--- begin RAW DATA ---
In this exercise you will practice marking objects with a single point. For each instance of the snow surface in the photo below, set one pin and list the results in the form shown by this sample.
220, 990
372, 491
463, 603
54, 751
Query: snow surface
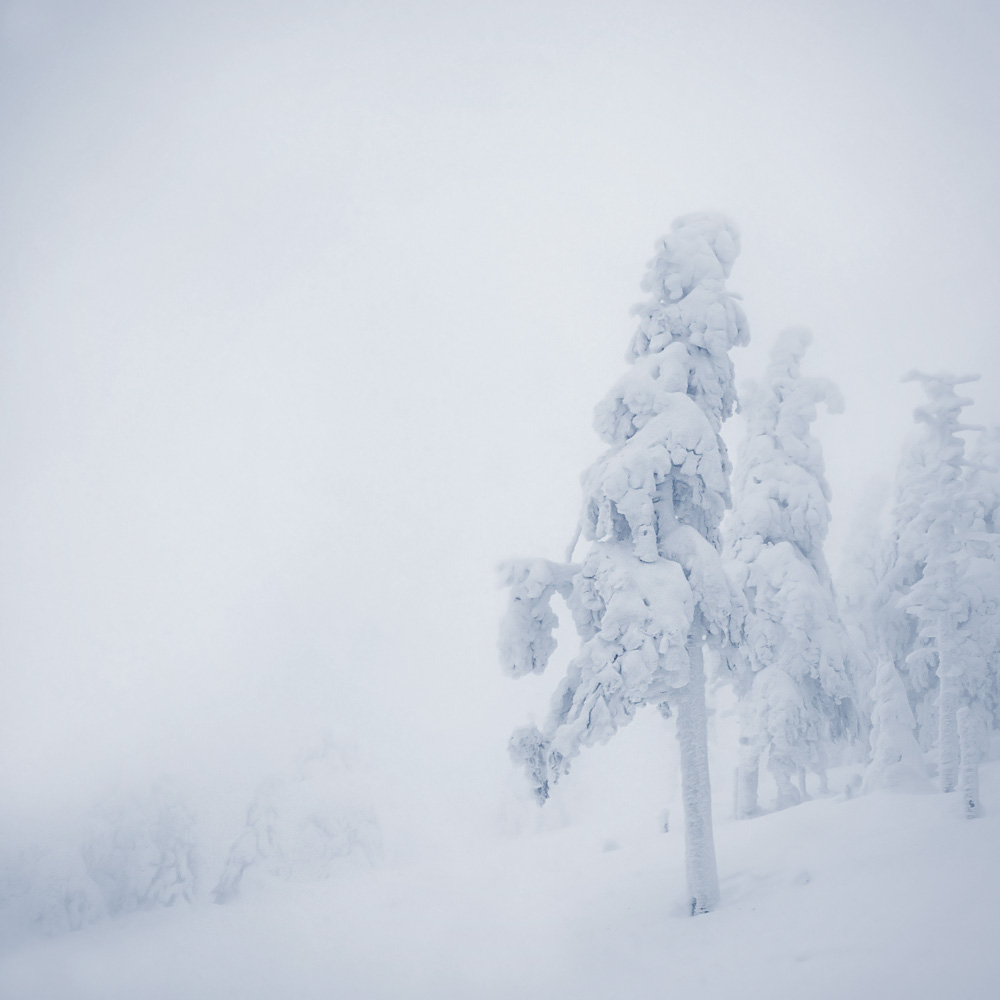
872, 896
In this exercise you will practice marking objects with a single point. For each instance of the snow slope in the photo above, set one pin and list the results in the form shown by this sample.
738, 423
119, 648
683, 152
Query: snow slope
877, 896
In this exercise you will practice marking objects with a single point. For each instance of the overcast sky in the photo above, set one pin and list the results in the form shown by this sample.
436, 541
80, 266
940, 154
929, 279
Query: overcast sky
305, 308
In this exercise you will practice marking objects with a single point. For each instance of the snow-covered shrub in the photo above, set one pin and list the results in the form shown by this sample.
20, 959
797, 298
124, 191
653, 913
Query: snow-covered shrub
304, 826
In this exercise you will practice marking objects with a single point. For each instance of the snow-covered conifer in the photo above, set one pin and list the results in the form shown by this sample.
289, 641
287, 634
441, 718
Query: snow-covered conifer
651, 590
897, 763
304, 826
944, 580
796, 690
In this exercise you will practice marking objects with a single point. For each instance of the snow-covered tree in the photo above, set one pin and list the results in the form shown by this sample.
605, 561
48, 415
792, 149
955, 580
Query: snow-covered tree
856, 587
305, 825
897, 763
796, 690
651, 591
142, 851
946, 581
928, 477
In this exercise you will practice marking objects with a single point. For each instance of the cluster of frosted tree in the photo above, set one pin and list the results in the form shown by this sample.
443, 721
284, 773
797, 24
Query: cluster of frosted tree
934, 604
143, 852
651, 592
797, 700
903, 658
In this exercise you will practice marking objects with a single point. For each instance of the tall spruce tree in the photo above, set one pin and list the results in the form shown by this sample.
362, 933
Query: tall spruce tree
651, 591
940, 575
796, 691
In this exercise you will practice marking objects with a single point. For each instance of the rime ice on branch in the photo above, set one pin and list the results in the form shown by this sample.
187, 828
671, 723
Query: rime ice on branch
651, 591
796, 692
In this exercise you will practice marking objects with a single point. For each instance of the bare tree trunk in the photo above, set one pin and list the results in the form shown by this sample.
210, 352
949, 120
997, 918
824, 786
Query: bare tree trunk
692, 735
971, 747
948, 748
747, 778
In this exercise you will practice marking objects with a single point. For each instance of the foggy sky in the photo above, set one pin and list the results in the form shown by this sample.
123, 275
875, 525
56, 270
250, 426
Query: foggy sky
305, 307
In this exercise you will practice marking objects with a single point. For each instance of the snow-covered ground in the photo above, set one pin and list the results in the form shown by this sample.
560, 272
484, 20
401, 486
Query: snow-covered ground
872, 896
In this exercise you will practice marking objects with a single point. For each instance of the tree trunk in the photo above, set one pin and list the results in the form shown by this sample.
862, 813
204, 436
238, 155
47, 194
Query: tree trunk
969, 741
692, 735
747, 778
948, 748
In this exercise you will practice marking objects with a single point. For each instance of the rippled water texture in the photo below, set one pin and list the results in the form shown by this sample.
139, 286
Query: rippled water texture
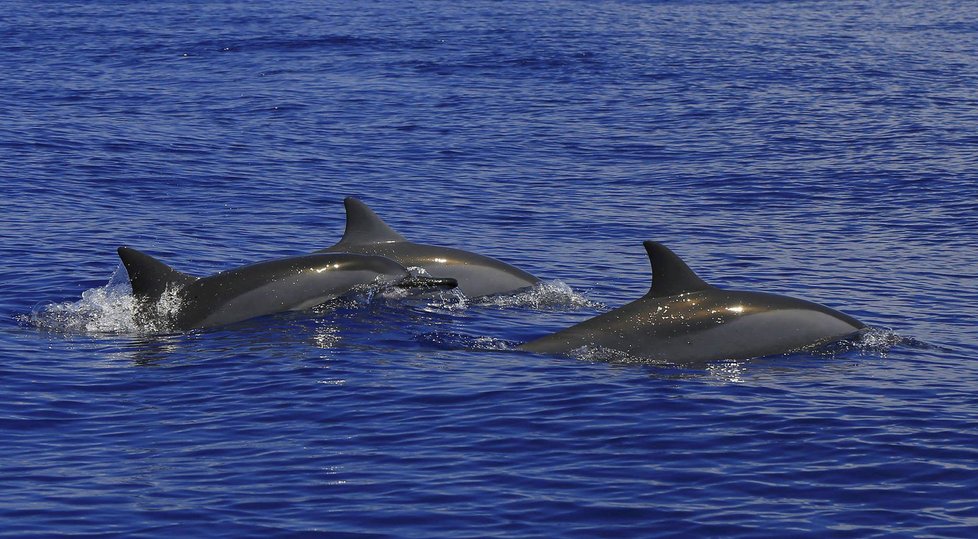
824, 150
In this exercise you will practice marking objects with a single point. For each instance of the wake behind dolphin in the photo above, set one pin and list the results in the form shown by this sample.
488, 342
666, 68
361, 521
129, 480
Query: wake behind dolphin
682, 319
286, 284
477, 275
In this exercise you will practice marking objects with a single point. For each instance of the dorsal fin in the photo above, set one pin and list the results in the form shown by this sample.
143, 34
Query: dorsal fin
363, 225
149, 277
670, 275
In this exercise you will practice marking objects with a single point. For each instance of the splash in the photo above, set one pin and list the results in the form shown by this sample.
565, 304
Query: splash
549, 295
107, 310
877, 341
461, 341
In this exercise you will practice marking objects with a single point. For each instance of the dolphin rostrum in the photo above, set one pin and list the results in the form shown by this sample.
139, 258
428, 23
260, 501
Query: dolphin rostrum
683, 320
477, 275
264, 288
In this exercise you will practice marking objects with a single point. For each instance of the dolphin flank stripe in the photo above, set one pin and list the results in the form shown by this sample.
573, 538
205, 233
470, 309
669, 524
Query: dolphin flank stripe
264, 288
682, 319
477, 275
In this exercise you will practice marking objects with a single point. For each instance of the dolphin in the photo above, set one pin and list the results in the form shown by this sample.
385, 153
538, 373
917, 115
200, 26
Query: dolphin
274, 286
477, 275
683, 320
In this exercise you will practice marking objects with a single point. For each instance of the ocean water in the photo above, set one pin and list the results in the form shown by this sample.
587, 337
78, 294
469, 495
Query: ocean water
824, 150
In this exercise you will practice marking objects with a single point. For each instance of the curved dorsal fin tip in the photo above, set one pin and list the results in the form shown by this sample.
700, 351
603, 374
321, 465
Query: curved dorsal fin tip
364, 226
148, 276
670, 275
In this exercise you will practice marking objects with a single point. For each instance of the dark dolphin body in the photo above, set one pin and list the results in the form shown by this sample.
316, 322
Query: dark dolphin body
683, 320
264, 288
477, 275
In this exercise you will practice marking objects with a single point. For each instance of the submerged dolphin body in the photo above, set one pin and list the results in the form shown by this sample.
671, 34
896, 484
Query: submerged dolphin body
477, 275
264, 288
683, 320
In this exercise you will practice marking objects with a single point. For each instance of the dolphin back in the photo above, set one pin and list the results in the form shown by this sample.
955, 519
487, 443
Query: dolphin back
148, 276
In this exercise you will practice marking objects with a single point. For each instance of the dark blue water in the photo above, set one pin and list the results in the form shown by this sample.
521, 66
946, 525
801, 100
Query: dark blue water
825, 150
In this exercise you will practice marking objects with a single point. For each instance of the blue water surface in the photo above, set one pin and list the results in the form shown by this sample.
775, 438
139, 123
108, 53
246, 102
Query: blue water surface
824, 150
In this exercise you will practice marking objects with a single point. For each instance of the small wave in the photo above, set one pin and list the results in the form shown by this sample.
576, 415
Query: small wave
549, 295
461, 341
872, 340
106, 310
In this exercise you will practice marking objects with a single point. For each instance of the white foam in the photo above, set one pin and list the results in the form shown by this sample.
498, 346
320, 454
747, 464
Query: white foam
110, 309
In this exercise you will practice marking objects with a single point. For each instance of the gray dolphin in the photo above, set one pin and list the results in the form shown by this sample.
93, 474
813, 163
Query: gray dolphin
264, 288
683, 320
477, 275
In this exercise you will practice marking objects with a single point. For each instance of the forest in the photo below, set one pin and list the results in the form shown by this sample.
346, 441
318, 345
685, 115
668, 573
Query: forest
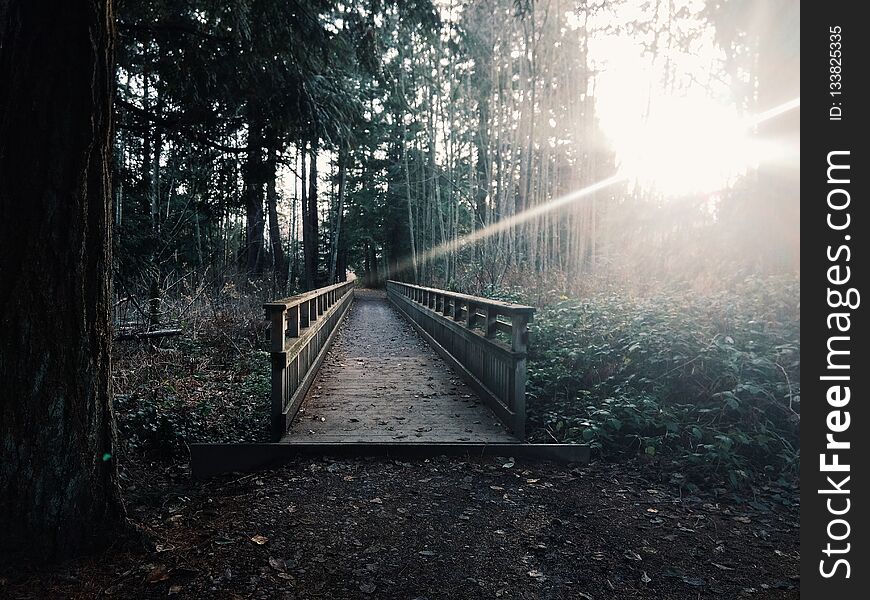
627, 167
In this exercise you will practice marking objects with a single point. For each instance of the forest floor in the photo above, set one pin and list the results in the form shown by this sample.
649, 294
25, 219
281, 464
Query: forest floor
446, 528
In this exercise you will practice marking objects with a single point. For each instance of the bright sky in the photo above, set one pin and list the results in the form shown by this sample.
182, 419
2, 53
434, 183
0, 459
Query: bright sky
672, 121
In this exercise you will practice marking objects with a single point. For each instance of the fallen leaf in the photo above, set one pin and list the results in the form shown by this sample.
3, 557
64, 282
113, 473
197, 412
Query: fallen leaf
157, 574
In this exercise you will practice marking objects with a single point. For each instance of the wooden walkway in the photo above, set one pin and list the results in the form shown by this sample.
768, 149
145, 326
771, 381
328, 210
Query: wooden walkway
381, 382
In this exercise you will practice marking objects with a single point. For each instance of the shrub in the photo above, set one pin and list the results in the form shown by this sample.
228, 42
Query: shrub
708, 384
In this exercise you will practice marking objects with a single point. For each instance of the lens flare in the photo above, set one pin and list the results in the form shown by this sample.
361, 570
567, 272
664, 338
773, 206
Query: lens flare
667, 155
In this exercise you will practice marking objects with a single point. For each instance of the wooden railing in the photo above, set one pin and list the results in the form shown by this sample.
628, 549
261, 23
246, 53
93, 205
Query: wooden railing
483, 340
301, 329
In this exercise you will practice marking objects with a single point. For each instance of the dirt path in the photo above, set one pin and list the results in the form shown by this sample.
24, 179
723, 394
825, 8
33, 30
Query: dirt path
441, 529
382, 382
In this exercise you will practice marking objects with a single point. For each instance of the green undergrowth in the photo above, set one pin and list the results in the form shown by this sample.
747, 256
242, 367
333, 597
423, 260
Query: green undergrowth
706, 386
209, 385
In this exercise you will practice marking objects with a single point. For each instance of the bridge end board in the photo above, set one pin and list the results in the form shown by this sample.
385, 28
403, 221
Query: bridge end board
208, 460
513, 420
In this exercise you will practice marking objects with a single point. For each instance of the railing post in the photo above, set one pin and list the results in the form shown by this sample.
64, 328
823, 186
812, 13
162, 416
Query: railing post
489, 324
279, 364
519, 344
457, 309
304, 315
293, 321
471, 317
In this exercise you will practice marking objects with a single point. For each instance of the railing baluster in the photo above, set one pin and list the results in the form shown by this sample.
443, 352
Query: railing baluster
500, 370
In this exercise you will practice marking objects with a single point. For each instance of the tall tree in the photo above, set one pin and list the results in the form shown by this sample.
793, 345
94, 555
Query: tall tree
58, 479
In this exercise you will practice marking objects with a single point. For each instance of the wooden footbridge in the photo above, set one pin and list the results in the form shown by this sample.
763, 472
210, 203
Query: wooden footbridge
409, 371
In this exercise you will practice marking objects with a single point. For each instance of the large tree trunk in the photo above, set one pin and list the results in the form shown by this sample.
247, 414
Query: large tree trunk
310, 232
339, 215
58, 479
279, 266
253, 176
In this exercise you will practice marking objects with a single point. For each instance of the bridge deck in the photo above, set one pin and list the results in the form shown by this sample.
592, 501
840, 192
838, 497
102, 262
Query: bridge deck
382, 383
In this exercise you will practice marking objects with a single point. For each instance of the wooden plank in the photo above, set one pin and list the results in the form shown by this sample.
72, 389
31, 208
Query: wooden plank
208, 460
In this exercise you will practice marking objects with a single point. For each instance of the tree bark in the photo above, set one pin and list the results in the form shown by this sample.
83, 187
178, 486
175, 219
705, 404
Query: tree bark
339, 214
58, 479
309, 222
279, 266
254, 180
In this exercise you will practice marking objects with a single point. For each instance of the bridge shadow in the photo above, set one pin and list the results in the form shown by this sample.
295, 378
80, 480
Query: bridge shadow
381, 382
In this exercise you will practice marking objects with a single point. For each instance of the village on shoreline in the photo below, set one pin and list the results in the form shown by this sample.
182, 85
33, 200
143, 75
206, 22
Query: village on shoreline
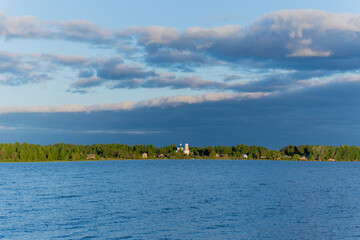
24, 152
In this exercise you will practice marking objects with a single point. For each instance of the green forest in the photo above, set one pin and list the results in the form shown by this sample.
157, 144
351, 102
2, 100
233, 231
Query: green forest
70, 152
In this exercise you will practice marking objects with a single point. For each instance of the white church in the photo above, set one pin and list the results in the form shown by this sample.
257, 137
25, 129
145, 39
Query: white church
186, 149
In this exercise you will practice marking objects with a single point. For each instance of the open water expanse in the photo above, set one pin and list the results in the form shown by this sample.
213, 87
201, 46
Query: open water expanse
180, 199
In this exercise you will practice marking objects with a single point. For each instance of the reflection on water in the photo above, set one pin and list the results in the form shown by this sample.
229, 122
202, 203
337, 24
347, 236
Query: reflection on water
--- end RAW DATA ---
WORK REQUIRED =
Set down, word for word, every line from the line that holds "of the open" to the end of the entries above, including both ends.

REPLY =
In this exercise you will practice marking objects with a single point. For each instance of the open water expanse in the photo above, set one pin and list the results in the form shown by this sample.
213, 87
201, 46
Query: open water expanse
180, 199
In this exercise you will practice marking objects with a single point. For each instance of the reflection on water in the photo above, set one pin and list the results in the form shown by this sample.
229, 122
202, 203
337, 24
347, 236
Query: reflection on water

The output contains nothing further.